_Instructions for the task_
Identify every line below that contains the string "hillside", matching case exactly, and copy each of those lines in full.

Stored items:
- - -
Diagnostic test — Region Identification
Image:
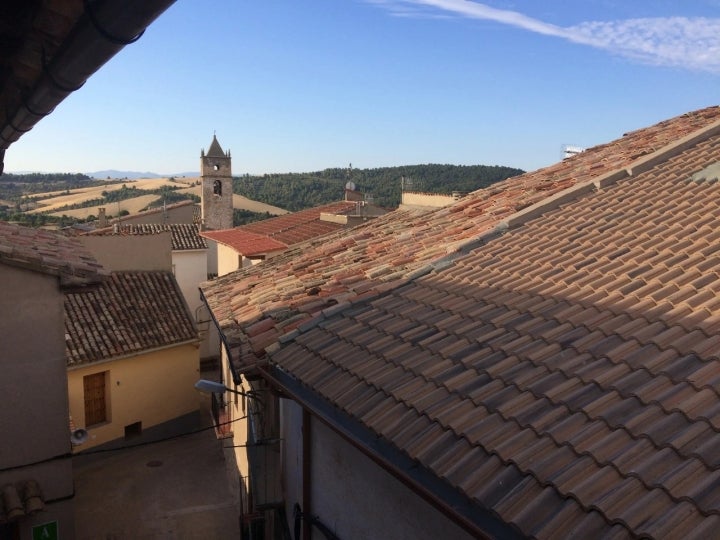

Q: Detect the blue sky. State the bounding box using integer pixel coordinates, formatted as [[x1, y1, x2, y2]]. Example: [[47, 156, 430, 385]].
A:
[[5, 0, 720, 175]]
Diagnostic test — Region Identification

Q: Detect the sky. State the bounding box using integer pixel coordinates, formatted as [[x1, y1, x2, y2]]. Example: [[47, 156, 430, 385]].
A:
[[5, 0, 720, 175]]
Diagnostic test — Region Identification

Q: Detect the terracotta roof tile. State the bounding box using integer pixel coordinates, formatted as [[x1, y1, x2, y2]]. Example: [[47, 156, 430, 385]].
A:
[[87, 223, 207, 251], [65, 272, 197, 366], [202, 201, 357, 257], [0, 221, 107, 286], [203, 108, 720, 538]]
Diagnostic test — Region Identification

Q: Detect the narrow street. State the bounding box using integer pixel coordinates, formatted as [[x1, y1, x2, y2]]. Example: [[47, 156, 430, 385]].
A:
[[73, 398, 240, 540]]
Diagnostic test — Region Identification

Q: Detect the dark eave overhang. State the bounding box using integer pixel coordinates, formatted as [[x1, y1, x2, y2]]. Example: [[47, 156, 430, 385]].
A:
[[258, 365, 525, 540], [0, 0, 175, 174]]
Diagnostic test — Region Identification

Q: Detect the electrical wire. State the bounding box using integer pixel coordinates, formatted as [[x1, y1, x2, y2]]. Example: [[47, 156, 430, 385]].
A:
[[73, 415, 247, 458]]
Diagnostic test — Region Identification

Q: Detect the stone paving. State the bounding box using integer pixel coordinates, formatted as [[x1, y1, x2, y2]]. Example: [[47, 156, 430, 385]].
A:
[[73, 402, 240, 540]]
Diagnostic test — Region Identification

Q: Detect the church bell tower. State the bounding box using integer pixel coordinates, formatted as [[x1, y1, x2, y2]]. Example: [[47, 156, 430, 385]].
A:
[[200, 135, 233, 230]]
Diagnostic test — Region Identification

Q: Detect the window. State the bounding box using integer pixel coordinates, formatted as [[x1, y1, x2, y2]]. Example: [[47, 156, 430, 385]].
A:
[[83, 371, 107, 427], [125, 422, 142, 440]]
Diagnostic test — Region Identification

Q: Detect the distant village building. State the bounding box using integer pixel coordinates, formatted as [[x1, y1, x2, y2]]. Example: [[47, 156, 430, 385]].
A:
[[65, 271, 199, 450], [200, 135, 233, 276], [200, 135, 233, 231]]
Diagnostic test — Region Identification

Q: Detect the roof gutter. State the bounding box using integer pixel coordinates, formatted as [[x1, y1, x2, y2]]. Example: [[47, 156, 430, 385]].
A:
[[258, 365, 524, 540], [0, 0, 175, 174]]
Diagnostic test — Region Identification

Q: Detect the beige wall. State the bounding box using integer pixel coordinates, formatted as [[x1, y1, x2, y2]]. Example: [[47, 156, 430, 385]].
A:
[[217, 244, 241, 276], [0, 264, 74, 538], [172, 249, 220, 359], [67, 344, 200, 451], [79, 231, 173, 272]]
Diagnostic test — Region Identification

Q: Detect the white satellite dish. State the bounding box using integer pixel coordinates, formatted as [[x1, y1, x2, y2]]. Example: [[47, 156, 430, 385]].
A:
[[70, 428, 88, 446]]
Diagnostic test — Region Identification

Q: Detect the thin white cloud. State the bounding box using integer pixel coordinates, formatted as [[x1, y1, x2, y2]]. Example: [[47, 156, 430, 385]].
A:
[[368, 0, 720, 73]]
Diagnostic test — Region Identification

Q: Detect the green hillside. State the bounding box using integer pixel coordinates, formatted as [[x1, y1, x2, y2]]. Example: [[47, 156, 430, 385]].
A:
[[233, 164, 524, 211]]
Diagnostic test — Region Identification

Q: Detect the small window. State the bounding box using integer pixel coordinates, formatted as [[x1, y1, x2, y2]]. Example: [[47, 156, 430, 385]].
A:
[[125, 422, 142, 440], [83, 371, 107, 427]]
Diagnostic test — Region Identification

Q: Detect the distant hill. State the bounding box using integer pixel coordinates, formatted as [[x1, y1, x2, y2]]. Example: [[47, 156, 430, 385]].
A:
[[233, 163, 525, 212], [85, 169, 200, 180]]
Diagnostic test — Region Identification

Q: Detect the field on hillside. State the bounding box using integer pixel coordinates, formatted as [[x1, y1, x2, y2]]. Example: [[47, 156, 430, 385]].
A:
[[28, 178, 287, 219]]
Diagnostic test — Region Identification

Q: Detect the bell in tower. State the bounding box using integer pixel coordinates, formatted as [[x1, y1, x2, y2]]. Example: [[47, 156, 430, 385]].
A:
[[200, 135, 233, 230]]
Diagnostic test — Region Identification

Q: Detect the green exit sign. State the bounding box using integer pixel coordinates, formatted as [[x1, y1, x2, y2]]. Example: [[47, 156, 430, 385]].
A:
[[33, 521, 60, 540]]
- - -
_Written solution_
Q: Detect the green hillside. State the bounding box using integer pixel coordinates, formatted as [[x1, y1, x2, y2]]. Example: [[47, 156, 430, 385]].
Q: Detect the field on hillside. State the bounding box using integer pixel coordinates, formatted as [[x1, y1, x2, y2]]. Example: [[47, 156, 430, 385]].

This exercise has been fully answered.